# Challenge:
Your task is to copy every line of this material exactly.
────────────────
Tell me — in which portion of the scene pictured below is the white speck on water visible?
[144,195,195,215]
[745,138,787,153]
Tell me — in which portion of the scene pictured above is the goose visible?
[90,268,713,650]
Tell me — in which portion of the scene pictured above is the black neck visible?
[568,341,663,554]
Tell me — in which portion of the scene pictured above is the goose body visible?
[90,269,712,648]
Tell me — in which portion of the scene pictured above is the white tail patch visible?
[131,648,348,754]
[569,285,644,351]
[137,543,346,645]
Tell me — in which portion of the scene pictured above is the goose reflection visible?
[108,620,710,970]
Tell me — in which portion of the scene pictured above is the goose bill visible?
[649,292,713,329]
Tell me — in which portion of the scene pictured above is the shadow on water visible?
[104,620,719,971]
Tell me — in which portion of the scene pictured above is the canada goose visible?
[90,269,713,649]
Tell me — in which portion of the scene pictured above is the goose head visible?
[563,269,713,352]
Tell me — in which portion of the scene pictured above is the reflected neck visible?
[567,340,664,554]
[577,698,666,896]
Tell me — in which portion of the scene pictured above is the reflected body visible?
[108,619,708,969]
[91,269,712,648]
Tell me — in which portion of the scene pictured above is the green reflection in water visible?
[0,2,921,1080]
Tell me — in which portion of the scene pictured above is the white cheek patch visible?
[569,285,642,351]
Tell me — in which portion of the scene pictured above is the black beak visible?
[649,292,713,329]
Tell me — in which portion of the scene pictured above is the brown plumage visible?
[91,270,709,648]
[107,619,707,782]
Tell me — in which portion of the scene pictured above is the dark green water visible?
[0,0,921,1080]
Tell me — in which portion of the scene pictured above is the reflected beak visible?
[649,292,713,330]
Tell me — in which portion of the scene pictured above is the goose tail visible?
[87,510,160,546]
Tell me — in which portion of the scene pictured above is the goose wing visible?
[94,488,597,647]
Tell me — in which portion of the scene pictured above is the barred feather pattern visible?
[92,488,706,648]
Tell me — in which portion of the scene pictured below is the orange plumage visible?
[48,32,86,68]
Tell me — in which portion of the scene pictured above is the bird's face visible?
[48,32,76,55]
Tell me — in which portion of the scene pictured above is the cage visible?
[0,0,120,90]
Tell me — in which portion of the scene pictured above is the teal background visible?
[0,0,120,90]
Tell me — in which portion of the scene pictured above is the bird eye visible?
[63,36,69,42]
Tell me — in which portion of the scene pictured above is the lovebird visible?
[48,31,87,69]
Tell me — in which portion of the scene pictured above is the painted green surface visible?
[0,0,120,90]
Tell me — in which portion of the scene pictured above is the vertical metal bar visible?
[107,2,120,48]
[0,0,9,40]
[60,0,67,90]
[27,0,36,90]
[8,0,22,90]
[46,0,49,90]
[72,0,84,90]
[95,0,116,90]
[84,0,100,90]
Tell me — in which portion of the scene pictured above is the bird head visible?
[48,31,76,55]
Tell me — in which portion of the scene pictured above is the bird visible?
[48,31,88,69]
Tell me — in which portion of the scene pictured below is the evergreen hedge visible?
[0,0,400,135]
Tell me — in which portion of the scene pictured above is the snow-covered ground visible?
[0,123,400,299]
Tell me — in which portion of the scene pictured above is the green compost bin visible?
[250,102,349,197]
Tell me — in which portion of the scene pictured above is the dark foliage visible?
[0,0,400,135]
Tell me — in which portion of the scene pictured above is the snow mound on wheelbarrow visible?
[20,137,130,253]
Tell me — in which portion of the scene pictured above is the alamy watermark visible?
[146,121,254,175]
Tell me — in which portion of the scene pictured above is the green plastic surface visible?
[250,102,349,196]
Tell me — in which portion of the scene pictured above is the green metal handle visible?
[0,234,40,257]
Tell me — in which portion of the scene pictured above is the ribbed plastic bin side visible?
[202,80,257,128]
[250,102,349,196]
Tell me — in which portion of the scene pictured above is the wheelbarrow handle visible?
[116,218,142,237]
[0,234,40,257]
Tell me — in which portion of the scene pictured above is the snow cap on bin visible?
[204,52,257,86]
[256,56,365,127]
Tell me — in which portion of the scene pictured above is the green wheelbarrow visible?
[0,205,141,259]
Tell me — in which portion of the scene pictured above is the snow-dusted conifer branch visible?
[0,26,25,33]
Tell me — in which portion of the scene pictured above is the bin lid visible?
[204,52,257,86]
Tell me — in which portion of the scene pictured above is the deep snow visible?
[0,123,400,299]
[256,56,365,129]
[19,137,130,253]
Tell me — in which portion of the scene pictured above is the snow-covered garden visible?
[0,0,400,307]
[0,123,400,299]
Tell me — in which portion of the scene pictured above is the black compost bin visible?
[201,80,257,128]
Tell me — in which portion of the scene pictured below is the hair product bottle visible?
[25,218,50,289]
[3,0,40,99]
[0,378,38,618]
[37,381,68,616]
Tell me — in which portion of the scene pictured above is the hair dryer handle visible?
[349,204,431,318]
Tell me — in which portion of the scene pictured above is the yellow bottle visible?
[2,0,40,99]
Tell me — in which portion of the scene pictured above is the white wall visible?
────────────────
# Expected answer:
Tell me — in which portion of the scene pictured below is the white speck on water visible?
[144,195,195,215]
[745,138,787,153]
Tell me — in which portion of the scene pictured above is the goose visible?
[90,268,713,650]
Tell me — in which portion of the scene pictured above is the black neck visible?
[568,341,663,554]
Tell me — in which portion of the scene pictured above is the goose body visible?
[90,269,712,648]
Tell me — in which portion of the scene pictured above is the white tail patch visible?
[131,648,348,754]
[569,285,644,351]
[137,543,346,645]
Tell me — in which portion of the scene pictured above is the goose reflection visible?
[108,620,710,970]
Tell me — in which portion of the scene pictured above is the goose bill visible?
[649,292,713,329]
Tell me — in which portion of the scene pictured above is the shadow on water visible?
[104,620,719,971]
Tell me — in which portion of the scene pictured above is the canada goose visible?
[90,269,713,649]
Tell me — in which portion of the scene pictured above is the goose head visible?
[563,269,713,352]
Tell me — in which portion of the scene pictured above is the reflected neck visible?
[567,340,664,554]
[577,698,666,896]
Tell me — in which portion of the scene pictured above is the reflected body visible?
[108,619,708,969]
[91,269,712,648]
Tell me — in which portion of the scene pictured above is the green reflection in water visible?
[0,2,921,1080]
Tell me — in which portion of the scene pictured above is the white cheek patch visible?
[569,285,642,351]
Tell me — in which portion of the scene pictured above is the black beak visible?
[649,292,713,329]
Tell me — in which portion of the scene pictured above is the brown plumage visible?
[91,270,709,648]
[107,619,707,782]
Tell me — in which portion of the scene pictured above is the dark green water visible?
[0,0,921,1080]
Tell me — in which portion of the scene pictured above is the reflected beak visible?
[649,292,713,330]
Tell me — in which portion of the scene pictured above is the goose tail visible?
[87,510,160,546]
Tell me — in which portion of the scene pictured above is the goose wing visible?
[94,488,597,647]
Tell me — in which portion of the scene pictured above is the barred feather pattern visible?
[92,488,706,648]
Tell me — in which portion of the scene pictured below is the orange plumage visible?
[48,32,86,68]
Tell me — in which portion of the scene pictured above is the bird's face visible?
[48,32,76,55]
Tell me — in which portion of the scene pictured above is the cage visible?
[0,0,120,90]
Tell me — in which portion of the scene pictured above is the teal background visible?
[0,0,120,90]
Tell me — in which portion of the scene pictured above is the bird eye visible?
[63,36,69,42]
Tell me — in which portion of the scene pictured above is the lovebird visible?
[48,31,87,69]
Tell me — in which portion of the scene pictured above is the painted green surface visible?
[0,0,120,90]
Tell me — in which portion of the scene pictured above is the vertical metal bar visible?
[107,2,120,48]
[0,0,9,40]
[60,0,67,90]
[27,0,36,90]
[8,0,22,90]
[46,0,49,90]
[72,0,84,90]
[95,0,116,90]
[84,0,100,90]
Tell me — in which portion of the scene pictured above is the bird head visible?
[48,31,76,55]
Tell me — in which portion of the scene pictured above is the bird visible?
[48,31,88,69]
Tell me — in which portion of the scene pictured below is the evergreen hedge visible?
[0,0,400,135]
Tell me — in which portion of the scene pictured above is the snow-covered ground visible?
[0,123,400,299]
Tell me — in which portion of the scene pictured above is the green compost bin visible?
[250,102,349,197]
Tell me — in which portion of the scene pictured above is the dark foliage visible?
[0,0,400,135]
Tell me — in which portion of the scene pictured above is the snow mound on wheelbarrow visible?
[20,137,130,253]
Tell me — in which portion of the scene pictured above is the alamy watermark visible?
[146,121,254,175]
Tell me — in which portion of the scene pictured above is the green plastic surface visible?
[250,102,349,196]
Tell me — in which portion of the scene pictured above is the green metal handle visible?
[0,234,40,257]
Tell me — in which portion of the scene pictured above is the ribbed plastic bin side visible?
[202,80,257,128]
[250,102,349,196]
Tell me — in which portion of the scene pictured above is the wheelbarrow handle visible?
[116,218,142,237]
[0,234,40,257]
Tell me — in which portion of the scene pictured above is the snow cap on bin visible?
[204,52,257,86]
[256,56,365,127]
Tell me — in which portion of the scene pictured above is the green wheelbarrow visible?
[0,205,141,259]
Tell me — in which portion of the scene pictured above is the snow-dusted conifer branch visible?
[0,26,25,33]
Tell me — in which portion of the scene pictured above is the bin lid visible?
[204,52,257,86]
Tell me — in which portion of the scene pictured above is the deep snow visible?
[0,123,400,299]
[256,56,365,129]
[19,137,130,253]
Tell me — in which portion of the scene pictured above is the snow-covered garden visible?
[0,0,400,307]
[0,123,400,299]
Tell me — in which portion of the scene pictured above is the black compost bin visible?
[201,80,257,128]
Tell me — in which portion of the scene pictured below is the hair product bottle visible?
[25,218,50,289]
[3,0,40,99]
[0,378,38,618]
[37,381,68,616]
Tell me — in which portion of the scene pictured above is the hair dryer handle visible?
[349,204,431,318]
Tell me — in which portion of the scene pictured above is the yellow bottle visible?
[2,0,40,99]
Tell me — in which portion of the scene pictured above is the white wall visible?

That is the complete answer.